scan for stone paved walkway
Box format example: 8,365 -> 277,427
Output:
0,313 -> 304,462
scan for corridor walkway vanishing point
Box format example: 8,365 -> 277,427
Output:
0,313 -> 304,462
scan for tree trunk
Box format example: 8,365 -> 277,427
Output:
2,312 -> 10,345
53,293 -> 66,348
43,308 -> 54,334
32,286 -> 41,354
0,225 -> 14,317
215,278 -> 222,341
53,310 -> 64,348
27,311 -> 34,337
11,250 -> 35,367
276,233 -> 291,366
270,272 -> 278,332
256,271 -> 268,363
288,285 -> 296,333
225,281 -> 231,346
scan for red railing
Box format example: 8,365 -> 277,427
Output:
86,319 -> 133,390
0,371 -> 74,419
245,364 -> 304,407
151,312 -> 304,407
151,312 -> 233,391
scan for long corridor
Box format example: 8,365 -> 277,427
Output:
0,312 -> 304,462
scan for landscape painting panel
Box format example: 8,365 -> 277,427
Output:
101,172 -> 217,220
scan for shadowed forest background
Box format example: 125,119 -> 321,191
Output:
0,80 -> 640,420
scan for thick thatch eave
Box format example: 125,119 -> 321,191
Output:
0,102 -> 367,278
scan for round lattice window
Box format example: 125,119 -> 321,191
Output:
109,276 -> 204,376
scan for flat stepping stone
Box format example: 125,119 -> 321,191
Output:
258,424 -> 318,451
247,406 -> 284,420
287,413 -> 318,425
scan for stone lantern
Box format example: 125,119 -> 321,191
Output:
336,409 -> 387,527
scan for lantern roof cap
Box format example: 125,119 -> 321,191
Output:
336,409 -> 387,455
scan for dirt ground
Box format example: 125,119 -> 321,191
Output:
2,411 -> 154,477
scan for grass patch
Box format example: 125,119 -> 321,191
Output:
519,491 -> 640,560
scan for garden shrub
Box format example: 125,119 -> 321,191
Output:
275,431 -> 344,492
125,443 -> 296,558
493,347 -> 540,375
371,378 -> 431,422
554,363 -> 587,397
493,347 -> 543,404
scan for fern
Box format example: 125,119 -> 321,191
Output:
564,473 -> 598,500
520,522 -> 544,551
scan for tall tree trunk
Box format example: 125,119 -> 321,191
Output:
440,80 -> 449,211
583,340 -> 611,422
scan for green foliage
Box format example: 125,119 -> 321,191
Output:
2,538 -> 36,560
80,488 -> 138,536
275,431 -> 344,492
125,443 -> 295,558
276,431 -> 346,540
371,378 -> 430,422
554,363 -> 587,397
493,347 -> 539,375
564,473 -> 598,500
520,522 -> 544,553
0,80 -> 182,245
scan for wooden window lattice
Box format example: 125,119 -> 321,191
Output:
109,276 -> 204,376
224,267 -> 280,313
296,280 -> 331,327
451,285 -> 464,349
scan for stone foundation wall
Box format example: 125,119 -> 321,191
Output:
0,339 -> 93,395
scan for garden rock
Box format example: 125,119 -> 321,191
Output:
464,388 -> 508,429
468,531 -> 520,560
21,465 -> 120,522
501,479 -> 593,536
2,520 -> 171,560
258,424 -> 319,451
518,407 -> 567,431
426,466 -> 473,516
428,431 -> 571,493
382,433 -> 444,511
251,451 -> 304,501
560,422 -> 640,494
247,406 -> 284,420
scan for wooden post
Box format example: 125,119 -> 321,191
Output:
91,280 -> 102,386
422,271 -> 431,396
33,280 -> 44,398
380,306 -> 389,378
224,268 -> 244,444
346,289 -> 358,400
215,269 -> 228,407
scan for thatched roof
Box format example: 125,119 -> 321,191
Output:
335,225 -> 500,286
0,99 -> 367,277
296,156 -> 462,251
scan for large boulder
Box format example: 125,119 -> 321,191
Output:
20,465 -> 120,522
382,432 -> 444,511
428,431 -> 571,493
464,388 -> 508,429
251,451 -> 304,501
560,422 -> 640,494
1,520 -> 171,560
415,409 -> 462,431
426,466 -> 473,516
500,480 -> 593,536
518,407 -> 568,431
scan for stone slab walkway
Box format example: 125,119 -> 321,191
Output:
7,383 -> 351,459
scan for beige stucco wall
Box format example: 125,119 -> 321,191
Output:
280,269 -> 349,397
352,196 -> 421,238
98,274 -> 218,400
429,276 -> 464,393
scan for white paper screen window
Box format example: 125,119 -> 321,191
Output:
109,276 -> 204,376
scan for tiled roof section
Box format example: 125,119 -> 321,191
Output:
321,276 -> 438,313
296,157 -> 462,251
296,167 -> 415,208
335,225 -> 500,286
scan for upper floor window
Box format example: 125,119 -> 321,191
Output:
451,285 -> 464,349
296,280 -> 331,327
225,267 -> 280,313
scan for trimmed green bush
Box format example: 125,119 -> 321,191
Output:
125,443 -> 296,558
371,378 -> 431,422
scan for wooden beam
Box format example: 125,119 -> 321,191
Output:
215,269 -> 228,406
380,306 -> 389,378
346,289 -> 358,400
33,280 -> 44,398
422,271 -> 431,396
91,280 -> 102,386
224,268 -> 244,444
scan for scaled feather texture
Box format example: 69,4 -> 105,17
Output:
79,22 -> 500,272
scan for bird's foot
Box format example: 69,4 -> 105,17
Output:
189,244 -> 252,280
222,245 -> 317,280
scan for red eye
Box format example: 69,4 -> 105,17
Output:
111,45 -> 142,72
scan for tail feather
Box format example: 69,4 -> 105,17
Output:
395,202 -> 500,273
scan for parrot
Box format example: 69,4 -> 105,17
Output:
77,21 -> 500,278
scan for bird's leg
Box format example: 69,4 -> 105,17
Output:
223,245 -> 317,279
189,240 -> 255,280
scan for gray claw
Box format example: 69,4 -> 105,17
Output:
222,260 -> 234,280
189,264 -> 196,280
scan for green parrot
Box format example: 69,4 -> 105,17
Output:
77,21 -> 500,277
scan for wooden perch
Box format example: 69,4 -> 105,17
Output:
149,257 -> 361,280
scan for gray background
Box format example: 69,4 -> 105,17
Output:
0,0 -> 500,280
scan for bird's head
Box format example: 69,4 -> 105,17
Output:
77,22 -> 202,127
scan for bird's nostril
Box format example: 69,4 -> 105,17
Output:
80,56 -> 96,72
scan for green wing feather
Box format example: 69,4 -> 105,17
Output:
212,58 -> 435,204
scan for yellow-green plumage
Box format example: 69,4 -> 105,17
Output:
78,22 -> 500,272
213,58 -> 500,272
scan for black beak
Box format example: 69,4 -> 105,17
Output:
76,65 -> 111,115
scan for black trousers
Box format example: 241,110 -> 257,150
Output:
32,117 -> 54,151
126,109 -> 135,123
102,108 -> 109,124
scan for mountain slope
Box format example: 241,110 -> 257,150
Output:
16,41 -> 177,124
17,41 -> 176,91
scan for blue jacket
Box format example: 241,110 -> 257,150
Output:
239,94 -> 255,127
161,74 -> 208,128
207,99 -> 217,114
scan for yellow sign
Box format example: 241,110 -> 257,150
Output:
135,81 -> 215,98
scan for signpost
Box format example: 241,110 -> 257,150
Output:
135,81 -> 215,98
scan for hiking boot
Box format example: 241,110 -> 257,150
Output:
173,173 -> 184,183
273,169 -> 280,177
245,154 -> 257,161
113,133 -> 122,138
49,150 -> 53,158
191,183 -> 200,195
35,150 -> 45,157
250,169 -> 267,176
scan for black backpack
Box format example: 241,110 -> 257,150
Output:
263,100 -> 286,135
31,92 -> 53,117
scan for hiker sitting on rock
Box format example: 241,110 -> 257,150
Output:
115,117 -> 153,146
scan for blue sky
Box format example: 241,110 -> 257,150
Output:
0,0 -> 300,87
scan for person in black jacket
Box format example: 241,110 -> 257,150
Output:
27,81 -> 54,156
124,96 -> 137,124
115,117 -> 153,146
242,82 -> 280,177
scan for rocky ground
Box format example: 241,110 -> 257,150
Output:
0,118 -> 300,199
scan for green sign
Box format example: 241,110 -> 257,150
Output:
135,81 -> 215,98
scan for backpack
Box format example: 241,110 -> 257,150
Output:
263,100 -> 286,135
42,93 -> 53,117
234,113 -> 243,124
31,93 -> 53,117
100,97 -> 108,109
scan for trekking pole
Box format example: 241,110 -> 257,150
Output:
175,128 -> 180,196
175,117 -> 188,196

........

GIVEN PROBLEM: Starting at the first line of the material above and stopping after the line containing "101,172 -> 217,220", write every line out again. Shift each bounding-box coordinate in the answers by adding 119 to it, and leave all other lines unchanged.

REPLY TO THE TASK:
scan for stone paved walkway
Box format example: 8,365 -> 277,427
Output:
119,432 -> 423,581
scan for corridor walkway vanishing point
Box format example: 8,365 -> 277,427
Output:
119,432 -> 423,581
scan for tree trunk
Box format example: 8,365 -> 277,427
Output:
121,431 -> 129,464
172,412 -> 185,467
162,427 -> 173,453
151,405 -> 160,473
119,344 -> 133,436
334,397 -> 341,460
172,429 -> 183,467
146,430 -> 153,456
130,369 -> 154,486
395,352 -> 410,485
389,391 -> 397,451
375,390 -> 387,482
407,404 -> 415,452
344,400 -> 350,465
scan for red railing
Box format example: 8,365 -> 277,427
Output:
205,438 -> 252,509
119,490 -> 193,538
364,483 -> 423,526
270,431 -> 423,526
270,431 -> 352,510
scan for long corridor
Box format example: 8,365 -> 277,427
Output:
119,431 -> 423,581
scan for landscape painting panel
Box format example: 8,365 -> 277,427
Output:
220,291 -> 336,339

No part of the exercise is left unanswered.